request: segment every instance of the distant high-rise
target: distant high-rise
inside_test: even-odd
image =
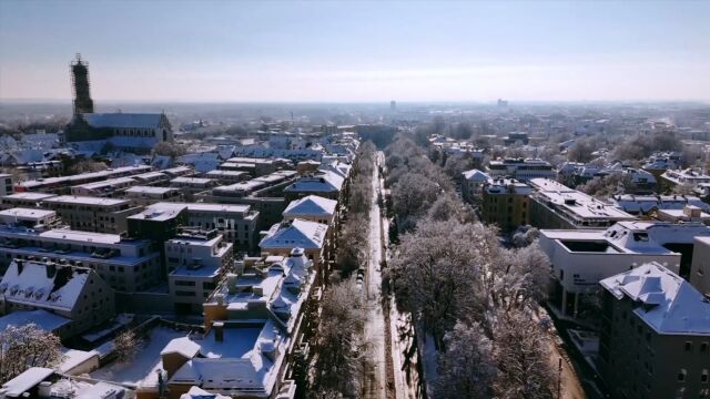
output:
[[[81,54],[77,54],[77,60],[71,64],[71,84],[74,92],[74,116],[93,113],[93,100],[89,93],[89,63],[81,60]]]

==

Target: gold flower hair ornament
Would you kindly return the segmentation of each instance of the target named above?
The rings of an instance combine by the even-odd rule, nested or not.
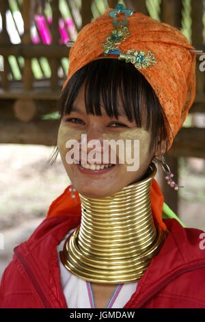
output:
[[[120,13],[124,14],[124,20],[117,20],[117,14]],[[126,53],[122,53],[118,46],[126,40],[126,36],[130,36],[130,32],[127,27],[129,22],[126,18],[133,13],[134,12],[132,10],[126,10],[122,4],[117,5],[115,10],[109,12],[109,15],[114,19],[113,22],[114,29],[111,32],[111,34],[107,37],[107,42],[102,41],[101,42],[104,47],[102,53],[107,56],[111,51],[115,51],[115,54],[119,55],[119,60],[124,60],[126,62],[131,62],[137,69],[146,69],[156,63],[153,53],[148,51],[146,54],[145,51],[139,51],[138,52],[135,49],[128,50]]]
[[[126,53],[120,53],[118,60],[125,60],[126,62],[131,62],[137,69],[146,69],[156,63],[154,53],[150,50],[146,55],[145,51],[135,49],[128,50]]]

--

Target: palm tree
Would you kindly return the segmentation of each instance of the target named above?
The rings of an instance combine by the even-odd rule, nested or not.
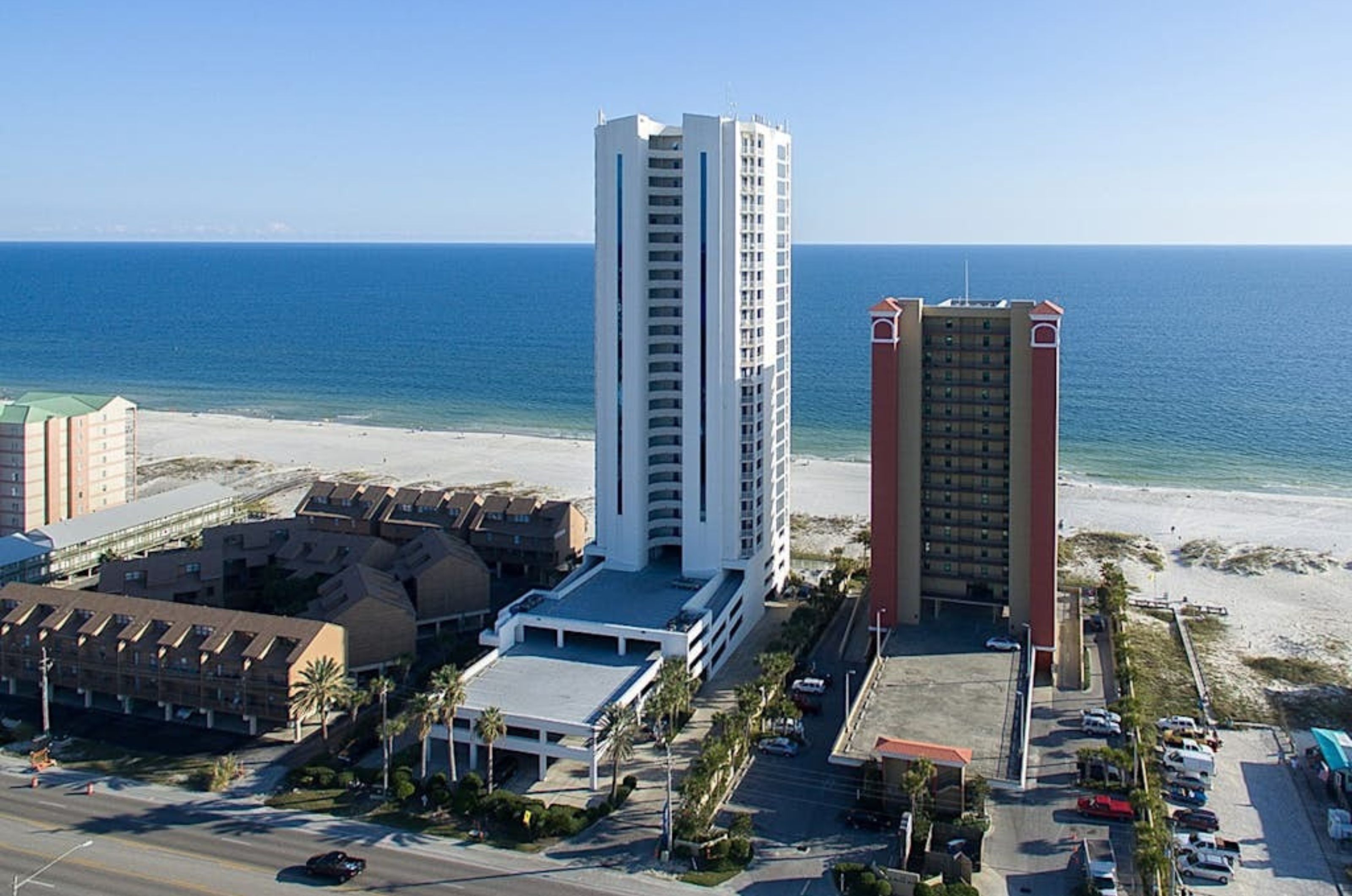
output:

## Work to be completed
State how many lines of the listing above contain the word "distant", and reply with that number alone.

## Answer for the task
2